● **Passage**
# # #
Accents are especially confusing because there's a lot of difference between an A Tidewater accent, an Appalachian accent, a Southern Draw/Twang, and a Texas accent... but they all sound very similar and are all parts of the "Southern Accent" that is asocciated with former Confederate States (though Tidewater is more associtated with a union state, but good luck with that) and there are certain turns of phrases that will be indicative of that.

And yes, Americans can tell when a British person is doing a bad American accent (and you guys really can't do a respectable southern accent of any type). There's enough BBC media (Mostly Sherlock Holmes and Doctor Who... there one of the few series that got traction in the states) that we've been exposed to Brits faking it as Americans... and it's about as convincing as Americans pretending to be British. We know your mocking us... but the jokes on you cause no one talks like that. You still haven't paid us back for Dick van Dyke in Mary Poppins, though.

One thing that most Europeans really don't get is that when an American says "Have a nice day," they aren't implying anything other than exactly that they want the rest of your day to be pleasant (for some reason Europeans find this suspiciously insulting). American's as a rule will not use "good-bye" unless they're likely not expecting a return (to a point in almost any American Media that when one character says a "See ya around" or "Keep in touch" only for a response from the second that is "Good Bye," that something more is being said (either an acknowledgement that the danger of what they're gonna due means they won't make it out alive or a more insulting sneer that the visit was so unpleasant they won't return of their own free will.).
# # #
● **Provided information**
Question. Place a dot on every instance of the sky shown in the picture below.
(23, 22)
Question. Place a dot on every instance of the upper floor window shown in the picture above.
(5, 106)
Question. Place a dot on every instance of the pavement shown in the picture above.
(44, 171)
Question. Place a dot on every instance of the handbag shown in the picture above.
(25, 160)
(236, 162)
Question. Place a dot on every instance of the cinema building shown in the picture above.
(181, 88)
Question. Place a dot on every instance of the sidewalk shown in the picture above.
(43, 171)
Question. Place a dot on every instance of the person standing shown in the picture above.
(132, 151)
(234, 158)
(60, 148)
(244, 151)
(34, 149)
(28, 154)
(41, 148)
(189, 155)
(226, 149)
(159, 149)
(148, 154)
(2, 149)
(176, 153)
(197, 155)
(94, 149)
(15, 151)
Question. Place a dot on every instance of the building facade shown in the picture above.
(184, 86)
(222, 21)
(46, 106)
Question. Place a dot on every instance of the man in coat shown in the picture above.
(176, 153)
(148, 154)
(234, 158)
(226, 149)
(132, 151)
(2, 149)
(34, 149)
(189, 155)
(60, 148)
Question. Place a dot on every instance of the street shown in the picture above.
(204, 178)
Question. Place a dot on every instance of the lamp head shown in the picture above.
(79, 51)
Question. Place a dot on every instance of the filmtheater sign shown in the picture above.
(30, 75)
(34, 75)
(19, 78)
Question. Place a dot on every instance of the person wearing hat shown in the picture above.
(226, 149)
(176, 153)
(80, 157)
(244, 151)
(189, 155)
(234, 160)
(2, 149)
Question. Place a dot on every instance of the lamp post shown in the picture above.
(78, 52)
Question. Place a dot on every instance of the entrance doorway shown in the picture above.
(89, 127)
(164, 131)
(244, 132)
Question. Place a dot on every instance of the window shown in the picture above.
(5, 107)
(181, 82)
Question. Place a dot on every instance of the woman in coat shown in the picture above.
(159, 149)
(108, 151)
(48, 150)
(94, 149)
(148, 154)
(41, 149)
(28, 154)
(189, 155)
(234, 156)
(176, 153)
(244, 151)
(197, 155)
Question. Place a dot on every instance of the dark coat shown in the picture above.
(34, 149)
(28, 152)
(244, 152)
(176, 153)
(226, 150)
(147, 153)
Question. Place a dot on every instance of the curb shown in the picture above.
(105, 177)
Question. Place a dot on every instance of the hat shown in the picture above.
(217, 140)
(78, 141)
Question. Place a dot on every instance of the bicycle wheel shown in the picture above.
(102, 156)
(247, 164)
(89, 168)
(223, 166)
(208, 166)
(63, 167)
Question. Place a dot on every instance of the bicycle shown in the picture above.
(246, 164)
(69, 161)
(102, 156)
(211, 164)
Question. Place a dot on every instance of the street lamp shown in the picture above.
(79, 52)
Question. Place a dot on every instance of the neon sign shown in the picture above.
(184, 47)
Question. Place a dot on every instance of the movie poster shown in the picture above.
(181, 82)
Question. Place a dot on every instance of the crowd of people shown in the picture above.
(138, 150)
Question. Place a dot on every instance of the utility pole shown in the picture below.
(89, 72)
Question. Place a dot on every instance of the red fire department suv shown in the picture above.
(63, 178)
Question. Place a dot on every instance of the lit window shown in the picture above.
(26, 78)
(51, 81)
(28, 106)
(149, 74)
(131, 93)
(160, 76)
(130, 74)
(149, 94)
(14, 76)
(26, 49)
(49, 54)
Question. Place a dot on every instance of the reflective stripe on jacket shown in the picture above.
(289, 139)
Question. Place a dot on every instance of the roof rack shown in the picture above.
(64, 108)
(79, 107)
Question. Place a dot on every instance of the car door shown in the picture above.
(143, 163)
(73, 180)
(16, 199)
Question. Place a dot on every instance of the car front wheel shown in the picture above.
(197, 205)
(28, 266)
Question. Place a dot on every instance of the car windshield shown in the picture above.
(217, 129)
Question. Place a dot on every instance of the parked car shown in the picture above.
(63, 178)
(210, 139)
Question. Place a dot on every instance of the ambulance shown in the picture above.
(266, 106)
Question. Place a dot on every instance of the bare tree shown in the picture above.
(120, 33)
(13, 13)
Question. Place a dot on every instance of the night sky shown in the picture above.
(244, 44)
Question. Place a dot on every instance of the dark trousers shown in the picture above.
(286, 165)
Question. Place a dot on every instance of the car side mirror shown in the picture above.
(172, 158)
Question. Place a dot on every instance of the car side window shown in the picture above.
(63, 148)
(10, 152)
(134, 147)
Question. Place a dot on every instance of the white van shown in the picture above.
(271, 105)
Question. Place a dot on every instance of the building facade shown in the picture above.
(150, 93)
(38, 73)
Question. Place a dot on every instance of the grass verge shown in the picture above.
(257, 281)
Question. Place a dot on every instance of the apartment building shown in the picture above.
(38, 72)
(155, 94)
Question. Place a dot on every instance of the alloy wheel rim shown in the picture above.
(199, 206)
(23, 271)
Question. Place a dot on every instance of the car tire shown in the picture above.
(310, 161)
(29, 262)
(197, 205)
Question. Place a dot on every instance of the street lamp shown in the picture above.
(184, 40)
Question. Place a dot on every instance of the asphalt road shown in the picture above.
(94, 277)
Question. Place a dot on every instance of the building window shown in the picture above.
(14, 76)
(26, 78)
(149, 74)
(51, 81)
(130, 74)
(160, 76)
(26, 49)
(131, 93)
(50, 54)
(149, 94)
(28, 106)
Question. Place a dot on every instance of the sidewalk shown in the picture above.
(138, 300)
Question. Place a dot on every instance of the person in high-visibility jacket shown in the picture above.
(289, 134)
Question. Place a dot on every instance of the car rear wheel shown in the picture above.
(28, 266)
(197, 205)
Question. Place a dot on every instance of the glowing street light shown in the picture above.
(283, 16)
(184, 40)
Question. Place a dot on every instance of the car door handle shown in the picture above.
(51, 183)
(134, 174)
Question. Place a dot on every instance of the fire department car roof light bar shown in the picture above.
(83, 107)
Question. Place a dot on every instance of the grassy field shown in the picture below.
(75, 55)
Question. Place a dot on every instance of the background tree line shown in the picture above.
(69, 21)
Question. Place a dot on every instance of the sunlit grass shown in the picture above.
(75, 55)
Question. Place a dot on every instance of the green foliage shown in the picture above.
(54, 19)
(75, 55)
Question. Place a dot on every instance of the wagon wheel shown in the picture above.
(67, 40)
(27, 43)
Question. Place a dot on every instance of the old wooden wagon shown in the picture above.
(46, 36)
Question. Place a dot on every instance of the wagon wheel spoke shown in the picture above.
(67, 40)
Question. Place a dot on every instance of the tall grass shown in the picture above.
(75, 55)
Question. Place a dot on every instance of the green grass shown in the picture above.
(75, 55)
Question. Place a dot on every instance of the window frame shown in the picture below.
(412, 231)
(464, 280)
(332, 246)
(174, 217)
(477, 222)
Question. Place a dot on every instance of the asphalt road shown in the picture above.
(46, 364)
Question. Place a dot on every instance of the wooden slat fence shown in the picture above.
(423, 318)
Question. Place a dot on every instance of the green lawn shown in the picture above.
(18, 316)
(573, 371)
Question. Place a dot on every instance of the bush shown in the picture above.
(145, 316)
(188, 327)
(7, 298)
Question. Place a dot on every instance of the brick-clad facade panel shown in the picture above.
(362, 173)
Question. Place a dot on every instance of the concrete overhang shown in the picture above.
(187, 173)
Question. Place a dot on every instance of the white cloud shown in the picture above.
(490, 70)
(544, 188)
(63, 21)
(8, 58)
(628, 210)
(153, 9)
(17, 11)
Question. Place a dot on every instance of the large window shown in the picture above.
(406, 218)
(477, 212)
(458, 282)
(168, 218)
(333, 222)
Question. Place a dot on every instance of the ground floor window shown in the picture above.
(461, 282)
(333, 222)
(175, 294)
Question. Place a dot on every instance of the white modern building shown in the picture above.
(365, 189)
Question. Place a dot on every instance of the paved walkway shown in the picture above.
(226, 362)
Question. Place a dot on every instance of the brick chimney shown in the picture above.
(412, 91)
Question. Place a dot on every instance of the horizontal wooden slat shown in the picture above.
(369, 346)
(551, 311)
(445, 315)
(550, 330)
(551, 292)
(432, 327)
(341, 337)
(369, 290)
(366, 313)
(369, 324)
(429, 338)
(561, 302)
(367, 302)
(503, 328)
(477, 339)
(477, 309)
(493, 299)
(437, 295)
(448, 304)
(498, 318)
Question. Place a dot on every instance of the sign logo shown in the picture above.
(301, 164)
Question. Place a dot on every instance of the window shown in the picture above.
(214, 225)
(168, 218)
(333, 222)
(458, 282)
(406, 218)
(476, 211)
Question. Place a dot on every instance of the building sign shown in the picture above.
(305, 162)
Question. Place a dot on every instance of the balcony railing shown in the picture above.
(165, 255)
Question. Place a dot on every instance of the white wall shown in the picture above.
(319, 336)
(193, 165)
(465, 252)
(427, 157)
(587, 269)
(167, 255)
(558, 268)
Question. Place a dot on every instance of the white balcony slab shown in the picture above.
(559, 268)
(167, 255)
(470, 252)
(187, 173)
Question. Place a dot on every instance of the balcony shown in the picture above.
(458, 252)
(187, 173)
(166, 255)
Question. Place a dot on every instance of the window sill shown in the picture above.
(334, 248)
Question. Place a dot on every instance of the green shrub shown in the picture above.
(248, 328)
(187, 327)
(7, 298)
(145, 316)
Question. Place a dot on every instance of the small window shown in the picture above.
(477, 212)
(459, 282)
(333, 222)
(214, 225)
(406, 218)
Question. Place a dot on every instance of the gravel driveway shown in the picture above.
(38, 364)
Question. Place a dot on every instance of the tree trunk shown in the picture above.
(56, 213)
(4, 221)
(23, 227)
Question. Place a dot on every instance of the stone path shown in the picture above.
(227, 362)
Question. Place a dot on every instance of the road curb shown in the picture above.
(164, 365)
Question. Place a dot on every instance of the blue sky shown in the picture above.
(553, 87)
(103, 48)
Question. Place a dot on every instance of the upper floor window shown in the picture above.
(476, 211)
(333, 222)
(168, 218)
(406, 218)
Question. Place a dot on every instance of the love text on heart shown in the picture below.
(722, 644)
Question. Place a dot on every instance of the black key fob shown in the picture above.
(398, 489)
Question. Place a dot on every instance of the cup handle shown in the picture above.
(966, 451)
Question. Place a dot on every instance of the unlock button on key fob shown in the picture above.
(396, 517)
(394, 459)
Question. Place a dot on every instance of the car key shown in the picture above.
# # #
● **Goal**
Quote the stretch of the passage on American speech from "And yes, Americans" through "Mary Poppins, though.", word for word.

● **Solution to the problem**
And yes, Americans can tell when a British person is doing a bad American accent (and you guys really can't do a respectable southern accent of any type). There's enough BBC media (Mostly Sherlock Holmes and Doctor Who... there one of the few series that got traction in the states) that we've been exposed to Brits faking it as Americans... and it's about as convincing as Americans pretending to be British. We know your mocking us... but the jokes on you cause no one talks like that. You still haven't paid us back for Dick van Dyke in Mary Poppins, though.